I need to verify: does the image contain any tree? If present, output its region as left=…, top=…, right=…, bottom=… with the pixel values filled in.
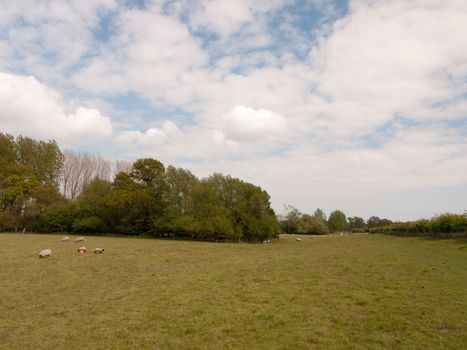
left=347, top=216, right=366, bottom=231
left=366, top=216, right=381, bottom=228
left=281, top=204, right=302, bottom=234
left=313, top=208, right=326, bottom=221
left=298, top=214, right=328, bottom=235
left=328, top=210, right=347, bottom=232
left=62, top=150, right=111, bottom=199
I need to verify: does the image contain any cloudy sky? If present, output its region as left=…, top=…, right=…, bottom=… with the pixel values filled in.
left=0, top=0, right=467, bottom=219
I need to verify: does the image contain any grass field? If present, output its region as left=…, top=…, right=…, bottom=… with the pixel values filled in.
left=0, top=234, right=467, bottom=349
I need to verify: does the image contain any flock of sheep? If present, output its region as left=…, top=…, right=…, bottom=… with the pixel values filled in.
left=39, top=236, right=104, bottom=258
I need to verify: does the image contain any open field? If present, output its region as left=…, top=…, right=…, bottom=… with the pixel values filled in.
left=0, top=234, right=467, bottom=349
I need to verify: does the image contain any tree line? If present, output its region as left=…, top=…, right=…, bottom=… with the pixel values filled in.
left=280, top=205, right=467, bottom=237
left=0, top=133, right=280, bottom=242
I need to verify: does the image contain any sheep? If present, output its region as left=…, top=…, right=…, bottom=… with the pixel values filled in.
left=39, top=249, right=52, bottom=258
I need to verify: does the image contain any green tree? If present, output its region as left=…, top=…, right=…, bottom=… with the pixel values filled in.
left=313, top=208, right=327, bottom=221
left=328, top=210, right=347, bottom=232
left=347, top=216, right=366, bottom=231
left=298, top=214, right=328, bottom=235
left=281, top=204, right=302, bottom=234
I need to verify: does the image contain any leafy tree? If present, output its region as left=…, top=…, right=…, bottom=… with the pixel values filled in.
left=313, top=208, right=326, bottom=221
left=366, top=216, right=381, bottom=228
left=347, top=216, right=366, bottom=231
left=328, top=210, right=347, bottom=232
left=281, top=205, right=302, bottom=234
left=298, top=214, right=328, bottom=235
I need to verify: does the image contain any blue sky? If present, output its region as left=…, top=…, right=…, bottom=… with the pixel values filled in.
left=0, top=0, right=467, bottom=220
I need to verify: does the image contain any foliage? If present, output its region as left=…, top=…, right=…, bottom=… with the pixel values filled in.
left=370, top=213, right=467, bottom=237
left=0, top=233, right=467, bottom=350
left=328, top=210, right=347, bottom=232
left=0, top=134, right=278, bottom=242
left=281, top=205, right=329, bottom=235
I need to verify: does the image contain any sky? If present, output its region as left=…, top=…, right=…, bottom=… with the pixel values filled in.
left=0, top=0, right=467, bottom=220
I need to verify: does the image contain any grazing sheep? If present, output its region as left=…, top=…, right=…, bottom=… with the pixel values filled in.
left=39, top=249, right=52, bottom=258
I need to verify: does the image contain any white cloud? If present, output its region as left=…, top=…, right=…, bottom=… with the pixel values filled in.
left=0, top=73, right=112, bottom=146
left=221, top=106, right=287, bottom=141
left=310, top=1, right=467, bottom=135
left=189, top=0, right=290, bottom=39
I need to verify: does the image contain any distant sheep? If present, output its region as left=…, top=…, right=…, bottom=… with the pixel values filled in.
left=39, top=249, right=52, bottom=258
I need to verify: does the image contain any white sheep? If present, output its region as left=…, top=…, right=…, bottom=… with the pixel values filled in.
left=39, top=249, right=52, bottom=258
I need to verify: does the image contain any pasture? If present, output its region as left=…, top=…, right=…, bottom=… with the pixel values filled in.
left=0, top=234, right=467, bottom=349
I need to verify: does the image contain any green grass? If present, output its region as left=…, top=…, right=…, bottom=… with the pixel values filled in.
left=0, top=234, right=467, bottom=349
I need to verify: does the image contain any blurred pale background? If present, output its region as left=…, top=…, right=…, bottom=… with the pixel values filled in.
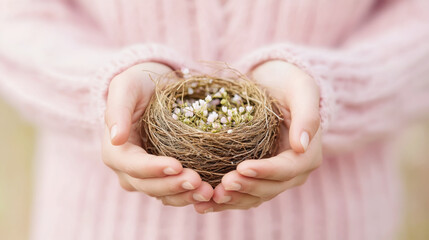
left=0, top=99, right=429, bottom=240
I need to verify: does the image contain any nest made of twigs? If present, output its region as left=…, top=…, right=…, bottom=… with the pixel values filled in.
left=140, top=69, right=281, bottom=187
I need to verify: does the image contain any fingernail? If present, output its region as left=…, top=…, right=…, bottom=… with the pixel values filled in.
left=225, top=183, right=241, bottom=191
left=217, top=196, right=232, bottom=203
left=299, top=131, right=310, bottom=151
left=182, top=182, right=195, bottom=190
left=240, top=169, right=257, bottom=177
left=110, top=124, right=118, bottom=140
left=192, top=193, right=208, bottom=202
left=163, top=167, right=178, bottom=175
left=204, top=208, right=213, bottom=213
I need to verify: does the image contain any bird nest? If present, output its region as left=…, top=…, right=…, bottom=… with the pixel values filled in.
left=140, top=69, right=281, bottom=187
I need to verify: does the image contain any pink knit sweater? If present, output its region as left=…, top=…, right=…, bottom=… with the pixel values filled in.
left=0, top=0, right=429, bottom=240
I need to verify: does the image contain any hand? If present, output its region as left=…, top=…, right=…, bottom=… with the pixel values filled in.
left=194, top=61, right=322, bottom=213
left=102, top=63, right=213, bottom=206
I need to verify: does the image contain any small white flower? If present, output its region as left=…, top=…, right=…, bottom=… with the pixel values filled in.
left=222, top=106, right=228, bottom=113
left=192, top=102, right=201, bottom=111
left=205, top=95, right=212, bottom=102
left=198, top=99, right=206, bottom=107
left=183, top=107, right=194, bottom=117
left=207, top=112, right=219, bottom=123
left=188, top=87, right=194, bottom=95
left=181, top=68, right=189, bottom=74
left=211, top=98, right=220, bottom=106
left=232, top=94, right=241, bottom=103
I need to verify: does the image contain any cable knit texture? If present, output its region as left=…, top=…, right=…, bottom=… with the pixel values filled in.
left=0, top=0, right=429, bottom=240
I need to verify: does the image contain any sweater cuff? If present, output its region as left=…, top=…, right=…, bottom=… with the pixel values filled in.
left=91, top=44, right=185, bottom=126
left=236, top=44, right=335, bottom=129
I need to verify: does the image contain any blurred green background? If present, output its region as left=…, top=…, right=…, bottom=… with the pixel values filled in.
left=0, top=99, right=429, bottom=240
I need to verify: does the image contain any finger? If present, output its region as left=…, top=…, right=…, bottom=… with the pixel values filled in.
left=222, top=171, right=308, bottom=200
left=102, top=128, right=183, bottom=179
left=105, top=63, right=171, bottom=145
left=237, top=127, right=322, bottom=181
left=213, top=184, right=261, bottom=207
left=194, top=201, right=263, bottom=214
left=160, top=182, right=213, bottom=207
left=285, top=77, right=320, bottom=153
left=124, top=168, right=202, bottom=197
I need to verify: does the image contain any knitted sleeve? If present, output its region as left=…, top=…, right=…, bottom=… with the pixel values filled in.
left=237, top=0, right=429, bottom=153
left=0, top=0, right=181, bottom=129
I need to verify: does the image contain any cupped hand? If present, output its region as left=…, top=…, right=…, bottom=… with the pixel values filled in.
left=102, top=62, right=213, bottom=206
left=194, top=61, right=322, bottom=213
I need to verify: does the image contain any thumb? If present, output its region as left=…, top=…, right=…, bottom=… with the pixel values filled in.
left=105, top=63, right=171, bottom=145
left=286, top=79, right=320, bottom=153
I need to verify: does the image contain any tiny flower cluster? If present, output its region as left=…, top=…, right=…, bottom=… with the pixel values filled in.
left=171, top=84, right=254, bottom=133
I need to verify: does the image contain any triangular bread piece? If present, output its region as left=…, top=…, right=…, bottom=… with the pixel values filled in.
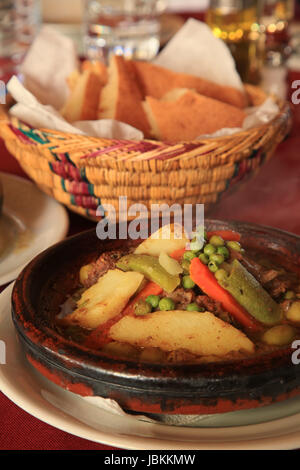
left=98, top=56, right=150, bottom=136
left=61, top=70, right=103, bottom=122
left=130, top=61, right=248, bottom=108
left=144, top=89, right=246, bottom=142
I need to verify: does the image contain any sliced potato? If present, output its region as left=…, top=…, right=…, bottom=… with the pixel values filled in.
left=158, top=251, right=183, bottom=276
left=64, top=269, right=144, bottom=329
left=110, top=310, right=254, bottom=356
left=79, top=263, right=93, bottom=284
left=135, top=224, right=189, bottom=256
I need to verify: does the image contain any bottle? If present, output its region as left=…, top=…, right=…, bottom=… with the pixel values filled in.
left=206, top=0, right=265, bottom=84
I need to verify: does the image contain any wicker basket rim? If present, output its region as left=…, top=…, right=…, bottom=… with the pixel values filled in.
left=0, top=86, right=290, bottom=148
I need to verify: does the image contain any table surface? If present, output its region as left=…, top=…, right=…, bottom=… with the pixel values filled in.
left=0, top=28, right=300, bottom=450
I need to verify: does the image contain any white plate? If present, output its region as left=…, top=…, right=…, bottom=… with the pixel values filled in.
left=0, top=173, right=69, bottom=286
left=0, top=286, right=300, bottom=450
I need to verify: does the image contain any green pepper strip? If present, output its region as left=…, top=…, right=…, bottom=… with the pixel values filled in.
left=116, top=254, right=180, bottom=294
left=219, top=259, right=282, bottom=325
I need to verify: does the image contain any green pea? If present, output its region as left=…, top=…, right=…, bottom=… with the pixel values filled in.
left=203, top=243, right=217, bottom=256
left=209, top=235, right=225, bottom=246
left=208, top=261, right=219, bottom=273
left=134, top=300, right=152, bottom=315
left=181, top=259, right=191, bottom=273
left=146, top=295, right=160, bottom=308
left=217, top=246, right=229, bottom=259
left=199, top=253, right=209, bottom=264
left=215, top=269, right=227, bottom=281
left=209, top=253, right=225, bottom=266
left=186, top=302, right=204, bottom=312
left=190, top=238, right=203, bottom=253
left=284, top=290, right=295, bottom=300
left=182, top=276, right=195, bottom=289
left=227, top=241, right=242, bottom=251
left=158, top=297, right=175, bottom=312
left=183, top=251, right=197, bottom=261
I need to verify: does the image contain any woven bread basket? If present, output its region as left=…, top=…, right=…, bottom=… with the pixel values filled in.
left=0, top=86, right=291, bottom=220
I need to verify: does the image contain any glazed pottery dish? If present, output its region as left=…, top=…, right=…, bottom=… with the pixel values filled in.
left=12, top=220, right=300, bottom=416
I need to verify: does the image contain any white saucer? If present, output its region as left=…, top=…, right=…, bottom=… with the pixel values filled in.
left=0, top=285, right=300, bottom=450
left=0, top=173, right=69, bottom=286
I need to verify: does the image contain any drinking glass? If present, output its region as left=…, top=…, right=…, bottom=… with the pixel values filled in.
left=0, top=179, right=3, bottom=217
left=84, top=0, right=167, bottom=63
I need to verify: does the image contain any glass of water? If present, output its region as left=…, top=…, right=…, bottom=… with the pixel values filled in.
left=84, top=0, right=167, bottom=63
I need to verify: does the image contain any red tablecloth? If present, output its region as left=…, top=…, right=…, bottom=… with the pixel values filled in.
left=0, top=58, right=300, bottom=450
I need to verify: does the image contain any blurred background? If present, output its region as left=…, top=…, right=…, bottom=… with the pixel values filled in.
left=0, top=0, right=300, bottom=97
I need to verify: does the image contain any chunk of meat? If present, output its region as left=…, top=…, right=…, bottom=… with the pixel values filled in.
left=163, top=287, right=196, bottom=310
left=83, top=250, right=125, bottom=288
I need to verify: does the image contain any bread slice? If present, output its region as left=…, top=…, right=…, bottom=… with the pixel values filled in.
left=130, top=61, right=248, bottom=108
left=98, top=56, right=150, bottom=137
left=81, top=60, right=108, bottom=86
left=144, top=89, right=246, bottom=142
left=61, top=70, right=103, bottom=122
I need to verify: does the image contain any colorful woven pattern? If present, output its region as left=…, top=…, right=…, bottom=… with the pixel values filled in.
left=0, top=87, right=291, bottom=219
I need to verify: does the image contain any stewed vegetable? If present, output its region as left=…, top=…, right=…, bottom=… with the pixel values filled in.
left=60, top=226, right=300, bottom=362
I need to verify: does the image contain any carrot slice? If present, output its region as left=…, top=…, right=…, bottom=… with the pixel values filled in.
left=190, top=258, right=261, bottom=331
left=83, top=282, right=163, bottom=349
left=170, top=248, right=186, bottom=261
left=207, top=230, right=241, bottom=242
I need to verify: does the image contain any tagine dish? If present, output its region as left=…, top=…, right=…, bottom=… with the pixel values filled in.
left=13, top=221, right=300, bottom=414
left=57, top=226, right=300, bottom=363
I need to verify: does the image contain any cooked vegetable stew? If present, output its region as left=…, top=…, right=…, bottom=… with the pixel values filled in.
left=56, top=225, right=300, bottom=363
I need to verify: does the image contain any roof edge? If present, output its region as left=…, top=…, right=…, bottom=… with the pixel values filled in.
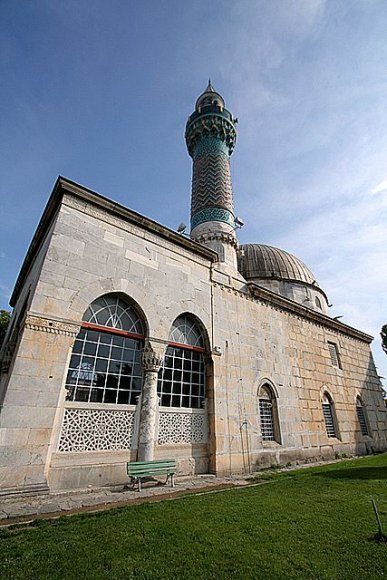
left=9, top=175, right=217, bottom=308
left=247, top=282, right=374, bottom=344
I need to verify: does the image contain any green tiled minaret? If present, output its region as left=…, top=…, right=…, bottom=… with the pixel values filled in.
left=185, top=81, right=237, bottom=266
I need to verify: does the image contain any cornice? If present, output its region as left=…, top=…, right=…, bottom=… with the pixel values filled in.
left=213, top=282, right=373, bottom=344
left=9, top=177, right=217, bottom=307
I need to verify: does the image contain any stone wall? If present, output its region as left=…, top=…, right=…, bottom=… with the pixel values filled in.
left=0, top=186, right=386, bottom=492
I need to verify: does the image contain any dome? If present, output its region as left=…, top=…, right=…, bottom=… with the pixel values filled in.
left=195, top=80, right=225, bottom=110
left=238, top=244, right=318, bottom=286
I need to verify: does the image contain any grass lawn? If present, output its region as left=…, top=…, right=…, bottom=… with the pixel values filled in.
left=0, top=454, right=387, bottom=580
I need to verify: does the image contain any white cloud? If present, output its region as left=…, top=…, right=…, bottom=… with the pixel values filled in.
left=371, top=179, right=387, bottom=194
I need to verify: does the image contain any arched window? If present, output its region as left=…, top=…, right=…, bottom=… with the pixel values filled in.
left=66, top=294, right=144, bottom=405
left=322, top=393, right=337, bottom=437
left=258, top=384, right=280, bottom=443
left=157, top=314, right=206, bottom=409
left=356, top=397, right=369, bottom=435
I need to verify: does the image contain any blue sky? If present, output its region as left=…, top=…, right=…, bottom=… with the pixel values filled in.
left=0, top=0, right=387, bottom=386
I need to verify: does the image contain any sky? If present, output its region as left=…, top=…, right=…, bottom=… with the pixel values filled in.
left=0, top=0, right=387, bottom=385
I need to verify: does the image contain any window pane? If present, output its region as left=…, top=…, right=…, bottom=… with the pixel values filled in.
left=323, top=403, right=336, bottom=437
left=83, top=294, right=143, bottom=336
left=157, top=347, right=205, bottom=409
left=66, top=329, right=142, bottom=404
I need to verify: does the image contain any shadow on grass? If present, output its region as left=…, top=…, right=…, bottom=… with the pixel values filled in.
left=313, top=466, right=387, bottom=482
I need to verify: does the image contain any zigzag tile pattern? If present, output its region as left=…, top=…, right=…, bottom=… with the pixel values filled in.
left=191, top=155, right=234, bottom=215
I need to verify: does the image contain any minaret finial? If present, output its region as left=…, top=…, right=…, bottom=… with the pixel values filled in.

● ● ●

SHORT EXERCISE: Rewrite only the lines from the one containing "I need to verify: does the image contain any fingernail?" through the one containing "left=232, top=94, right=241, bottom=103", changing "pink knit sweater" to "wool sweater" and keeping everything else the same.

WRITTEN ANSWER:
I need to verify: does the image contain any fingernail? If present, output its region as left=…, top=…, right=…, bottom=… with the pixel values filled in.
left=225, top=183, right=241, bottom=191
left=217, top=196, right=232, bottom=203
left=299, top=131, right=310, bottom=151
left=182, top=182, right=195, bottom=190
left=240, top=169, right=257, bottom=177
left=110, top=124, right=118, bottom=140
left=192, top=193, right=208, bottom=202
left=163, top=167, right=178, bottom=175
left=204, top=208, right=213, bottom=213
I need to verify: does the image contain any bird nest? If present, output its region as left=…, top=…, right=…, bottom=… with the pixel values filled in.
left=140, top=69, right=281, bottom=187
I need to verify: does the image contain any wool sweater? If present, output its region as left=…, top=…, right=…, bottom=… with the pixel values filled in.
left=0, top=0, right=429, bottom=240
I need to verify: does the image contain any hand? If present, output its region as left=…, top=…, right=…, bottom=… with the pixel values filled in.
left=194, top=61, right=322, bottom=213
left=102, top=63, right=213, bottom=206
I need to verify: does the image contain any small white flower? If present, output its region as left=…, top=…, right=…, bottom=… with the pixel values filled in.
left=222, top=106, right=228, bottom=113
left=192, top=102, right=201, bottom=111
left=205, top=95, right=212, bottom=102
left=198, top=99, right=206, bottom=107
left=183, top=107, right=194, bottom=117
left=207, top=112, right=219, bottom=123
left=188, top=87, right=194, bottom=95
left=181, top=68, right=189, bottom=74
left=211, top=98, right=220, bottom=106
left=232, top=94, right=241, bottom=103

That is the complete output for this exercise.